One number is the whole answer: the tally of lines in the records below that contain "instance".
*-*-*
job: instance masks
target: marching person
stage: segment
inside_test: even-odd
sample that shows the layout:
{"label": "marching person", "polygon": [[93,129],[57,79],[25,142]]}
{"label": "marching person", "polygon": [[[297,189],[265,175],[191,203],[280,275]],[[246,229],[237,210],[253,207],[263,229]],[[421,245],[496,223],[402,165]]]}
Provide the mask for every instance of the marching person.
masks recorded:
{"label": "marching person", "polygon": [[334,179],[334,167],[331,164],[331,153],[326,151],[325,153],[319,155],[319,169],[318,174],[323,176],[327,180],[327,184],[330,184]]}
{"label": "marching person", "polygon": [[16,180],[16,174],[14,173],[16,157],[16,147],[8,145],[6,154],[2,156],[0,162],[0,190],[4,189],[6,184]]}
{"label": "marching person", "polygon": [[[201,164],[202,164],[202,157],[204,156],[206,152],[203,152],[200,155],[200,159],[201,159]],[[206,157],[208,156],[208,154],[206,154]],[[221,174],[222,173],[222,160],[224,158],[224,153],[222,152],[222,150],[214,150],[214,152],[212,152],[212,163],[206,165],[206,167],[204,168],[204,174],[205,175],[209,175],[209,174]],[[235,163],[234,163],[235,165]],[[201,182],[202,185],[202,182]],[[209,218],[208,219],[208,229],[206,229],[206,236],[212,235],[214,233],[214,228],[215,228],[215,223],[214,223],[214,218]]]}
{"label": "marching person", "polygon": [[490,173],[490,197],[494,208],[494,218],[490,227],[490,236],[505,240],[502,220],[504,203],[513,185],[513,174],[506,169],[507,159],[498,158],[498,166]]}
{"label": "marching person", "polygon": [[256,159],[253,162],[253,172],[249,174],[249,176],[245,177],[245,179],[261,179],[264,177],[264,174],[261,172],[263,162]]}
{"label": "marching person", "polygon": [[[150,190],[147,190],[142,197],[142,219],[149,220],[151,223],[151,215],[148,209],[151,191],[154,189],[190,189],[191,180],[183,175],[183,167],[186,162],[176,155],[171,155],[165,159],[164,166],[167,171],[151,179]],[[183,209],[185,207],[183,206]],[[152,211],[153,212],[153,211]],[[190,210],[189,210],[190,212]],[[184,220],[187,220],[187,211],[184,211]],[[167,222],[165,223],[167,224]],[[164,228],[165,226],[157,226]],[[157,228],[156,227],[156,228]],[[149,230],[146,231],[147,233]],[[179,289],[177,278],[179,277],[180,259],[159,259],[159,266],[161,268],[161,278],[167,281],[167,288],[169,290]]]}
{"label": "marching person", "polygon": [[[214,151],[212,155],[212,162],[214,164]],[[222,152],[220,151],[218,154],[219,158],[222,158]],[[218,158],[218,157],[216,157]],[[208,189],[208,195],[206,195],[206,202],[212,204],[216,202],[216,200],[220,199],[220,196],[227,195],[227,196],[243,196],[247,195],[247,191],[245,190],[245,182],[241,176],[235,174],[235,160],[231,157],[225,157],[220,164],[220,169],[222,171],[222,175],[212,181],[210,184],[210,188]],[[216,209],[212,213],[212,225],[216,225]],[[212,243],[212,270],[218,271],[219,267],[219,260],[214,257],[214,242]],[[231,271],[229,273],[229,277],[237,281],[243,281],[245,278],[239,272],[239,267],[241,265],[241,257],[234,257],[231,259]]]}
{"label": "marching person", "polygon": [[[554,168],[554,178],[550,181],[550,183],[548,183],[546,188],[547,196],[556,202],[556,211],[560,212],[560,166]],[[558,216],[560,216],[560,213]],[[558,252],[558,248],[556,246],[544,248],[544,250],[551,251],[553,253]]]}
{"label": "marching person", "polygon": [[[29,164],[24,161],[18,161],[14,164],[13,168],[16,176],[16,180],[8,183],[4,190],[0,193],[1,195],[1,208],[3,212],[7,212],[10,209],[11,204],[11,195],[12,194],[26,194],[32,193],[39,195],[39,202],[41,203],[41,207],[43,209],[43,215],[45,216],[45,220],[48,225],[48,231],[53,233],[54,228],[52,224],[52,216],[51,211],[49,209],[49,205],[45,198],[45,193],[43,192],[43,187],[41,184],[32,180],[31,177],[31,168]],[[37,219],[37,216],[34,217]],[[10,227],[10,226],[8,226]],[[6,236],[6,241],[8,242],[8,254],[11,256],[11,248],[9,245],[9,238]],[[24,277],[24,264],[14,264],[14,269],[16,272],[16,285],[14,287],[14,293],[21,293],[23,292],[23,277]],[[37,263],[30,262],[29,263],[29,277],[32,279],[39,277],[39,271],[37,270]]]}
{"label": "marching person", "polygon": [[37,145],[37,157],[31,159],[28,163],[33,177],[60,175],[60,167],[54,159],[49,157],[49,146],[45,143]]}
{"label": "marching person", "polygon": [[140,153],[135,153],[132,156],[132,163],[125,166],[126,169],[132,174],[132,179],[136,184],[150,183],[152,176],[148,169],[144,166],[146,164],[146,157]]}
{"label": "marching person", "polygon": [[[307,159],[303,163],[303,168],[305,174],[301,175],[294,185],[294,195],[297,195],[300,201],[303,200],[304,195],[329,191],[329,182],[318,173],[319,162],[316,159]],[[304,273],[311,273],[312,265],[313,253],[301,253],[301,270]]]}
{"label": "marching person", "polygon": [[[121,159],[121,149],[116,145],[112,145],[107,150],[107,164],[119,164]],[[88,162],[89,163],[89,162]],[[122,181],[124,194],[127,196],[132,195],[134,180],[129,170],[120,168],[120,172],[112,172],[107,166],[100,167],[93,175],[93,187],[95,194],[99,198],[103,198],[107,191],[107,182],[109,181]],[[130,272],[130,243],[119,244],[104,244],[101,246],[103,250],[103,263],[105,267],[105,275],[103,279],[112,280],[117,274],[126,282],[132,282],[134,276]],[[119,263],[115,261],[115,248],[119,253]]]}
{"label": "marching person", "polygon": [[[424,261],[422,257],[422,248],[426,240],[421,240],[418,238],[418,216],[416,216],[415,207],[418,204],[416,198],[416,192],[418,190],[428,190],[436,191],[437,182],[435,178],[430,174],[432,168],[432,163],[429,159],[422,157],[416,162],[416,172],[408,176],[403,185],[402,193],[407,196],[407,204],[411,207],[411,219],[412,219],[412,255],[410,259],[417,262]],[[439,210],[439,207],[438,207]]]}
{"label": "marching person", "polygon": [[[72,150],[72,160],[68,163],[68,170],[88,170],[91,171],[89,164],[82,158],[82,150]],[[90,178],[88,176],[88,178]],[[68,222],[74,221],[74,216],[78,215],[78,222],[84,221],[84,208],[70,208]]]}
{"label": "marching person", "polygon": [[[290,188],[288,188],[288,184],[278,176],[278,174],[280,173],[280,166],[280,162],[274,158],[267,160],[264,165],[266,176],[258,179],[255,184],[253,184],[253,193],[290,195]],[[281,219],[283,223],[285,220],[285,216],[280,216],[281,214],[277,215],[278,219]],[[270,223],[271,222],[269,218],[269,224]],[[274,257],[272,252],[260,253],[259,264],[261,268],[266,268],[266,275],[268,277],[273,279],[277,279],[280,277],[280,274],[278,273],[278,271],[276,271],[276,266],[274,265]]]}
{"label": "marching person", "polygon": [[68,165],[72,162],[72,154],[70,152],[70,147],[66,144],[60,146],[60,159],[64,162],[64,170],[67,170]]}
*-*-*
Result of the task —
2